====== Items ======
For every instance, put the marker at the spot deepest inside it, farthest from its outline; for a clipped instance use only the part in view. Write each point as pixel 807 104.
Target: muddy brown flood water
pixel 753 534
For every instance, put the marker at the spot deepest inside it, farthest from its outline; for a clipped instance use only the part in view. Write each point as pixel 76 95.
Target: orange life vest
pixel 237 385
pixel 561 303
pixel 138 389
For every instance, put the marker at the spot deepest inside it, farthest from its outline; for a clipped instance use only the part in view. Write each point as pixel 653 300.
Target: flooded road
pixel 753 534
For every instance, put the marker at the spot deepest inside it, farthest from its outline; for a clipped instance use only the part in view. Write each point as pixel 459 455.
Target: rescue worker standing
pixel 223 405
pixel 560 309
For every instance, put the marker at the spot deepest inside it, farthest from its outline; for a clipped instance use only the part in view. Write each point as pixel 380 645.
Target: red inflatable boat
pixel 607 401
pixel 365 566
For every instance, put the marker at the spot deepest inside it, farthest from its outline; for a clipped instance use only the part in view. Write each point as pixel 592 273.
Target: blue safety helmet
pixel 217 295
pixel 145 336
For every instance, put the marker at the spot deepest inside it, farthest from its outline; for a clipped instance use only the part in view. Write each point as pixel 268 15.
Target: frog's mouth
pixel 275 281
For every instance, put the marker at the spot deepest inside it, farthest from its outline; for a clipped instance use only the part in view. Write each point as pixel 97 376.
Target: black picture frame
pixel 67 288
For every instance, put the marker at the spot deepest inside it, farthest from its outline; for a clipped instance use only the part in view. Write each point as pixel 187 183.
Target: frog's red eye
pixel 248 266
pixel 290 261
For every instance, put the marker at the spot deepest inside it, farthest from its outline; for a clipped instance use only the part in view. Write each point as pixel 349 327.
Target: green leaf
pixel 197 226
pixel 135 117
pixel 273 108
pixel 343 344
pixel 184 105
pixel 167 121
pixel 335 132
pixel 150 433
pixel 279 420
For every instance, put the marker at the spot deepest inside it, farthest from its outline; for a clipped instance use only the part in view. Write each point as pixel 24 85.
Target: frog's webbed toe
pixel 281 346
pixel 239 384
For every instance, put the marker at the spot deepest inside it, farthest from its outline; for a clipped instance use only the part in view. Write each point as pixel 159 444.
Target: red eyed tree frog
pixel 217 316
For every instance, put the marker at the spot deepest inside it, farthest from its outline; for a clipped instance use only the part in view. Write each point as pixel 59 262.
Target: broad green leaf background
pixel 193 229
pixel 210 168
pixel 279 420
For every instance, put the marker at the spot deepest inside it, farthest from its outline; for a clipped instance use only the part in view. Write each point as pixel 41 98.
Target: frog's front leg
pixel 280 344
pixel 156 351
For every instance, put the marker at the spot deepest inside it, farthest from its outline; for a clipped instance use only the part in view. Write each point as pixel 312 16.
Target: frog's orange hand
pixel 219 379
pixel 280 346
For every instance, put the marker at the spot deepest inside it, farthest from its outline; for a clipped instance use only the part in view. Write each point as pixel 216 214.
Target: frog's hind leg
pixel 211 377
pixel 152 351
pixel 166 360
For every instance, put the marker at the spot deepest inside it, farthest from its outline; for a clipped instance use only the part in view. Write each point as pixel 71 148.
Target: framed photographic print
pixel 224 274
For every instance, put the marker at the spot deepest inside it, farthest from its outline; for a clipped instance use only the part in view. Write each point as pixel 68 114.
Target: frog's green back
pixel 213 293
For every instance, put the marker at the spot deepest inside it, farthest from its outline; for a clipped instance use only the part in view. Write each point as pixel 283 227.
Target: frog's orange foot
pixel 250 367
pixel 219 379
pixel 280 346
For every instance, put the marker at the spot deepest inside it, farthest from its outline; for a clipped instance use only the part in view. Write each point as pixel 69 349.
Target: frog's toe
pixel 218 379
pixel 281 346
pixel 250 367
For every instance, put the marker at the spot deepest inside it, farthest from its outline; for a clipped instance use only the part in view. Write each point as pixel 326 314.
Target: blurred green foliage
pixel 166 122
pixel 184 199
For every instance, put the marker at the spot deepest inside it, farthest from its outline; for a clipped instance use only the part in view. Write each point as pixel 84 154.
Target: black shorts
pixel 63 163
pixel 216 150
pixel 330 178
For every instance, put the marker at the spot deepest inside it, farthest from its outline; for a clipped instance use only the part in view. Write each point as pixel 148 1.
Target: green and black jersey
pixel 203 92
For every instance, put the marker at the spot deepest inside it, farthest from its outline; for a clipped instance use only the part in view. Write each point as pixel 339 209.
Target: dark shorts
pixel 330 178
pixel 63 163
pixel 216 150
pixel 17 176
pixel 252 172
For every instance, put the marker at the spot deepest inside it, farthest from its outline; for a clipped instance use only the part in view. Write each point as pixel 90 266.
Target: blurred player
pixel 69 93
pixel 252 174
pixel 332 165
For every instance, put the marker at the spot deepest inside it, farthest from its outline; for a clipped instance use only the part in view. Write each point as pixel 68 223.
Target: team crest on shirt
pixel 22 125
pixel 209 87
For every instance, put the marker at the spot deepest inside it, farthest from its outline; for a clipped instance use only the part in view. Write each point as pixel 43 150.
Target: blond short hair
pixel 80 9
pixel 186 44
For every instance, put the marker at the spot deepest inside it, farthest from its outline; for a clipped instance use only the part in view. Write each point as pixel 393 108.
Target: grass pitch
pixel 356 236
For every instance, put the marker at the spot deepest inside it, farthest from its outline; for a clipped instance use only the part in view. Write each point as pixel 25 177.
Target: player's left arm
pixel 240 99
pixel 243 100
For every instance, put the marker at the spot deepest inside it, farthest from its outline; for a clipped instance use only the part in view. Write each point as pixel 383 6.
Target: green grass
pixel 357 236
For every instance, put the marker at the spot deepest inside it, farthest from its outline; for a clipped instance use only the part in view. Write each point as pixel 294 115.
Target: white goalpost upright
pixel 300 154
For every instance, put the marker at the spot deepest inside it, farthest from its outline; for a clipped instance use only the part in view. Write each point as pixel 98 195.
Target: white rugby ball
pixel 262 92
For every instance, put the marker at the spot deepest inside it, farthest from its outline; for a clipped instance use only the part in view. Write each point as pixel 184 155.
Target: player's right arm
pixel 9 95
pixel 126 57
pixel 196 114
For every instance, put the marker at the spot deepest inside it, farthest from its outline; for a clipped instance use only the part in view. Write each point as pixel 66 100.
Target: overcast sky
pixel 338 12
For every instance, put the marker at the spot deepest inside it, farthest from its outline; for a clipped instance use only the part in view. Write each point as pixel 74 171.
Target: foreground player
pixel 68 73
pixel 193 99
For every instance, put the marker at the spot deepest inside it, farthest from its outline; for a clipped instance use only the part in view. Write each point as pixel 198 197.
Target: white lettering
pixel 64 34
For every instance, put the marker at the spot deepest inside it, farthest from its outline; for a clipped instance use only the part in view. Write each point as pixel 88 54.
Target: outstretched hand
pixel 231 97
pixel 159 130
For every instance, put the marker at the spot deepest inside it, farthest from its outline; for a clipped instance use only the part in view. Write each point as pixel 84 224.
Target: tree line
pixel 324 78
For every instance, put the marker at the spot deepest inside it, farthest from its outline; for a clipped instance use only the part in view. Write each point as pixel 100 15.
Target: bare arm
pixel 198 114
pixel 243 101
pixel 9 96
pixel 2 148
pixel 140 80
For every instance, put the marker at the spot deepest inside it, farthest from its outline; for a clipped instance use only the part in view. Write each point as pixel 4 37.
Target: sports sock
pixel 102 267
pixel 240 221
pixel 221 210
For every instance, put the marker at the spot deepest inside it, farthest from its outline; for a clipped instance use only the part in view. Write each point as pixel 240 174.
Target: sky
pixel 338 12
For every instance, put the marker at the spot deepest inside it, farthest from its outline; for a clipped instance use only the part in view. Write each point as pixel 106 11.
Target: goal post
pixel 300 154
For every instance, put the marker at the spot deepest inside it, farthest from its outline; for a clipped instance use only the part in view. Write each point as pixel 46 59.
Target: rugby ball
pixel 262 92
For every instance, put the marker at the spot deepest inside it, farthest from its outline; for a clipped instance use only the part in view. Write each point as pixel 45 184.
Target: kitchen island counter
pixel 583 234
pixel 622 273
======
-- Your task --
Copy out again the lines of the records that begin with the line containing "pixel 393 108." and continue through the line containing "pixel 243 100", with both of those lines included.

-- Solution for this problem --
For every instance, put the marker at the spot deepest inside it, farthest from its outline; for a clipped instance use only the part in view. Write each point as pixel 393 108.
Target: grass pitch
pixel 356 236
For every instance, put the marker at the spot deepest inside it, farthest from its outline; for a clipped instance use only the part in view. Write each point as pixel 25 177.
Target: player's left arm
pixel 240 99
pixel 243 100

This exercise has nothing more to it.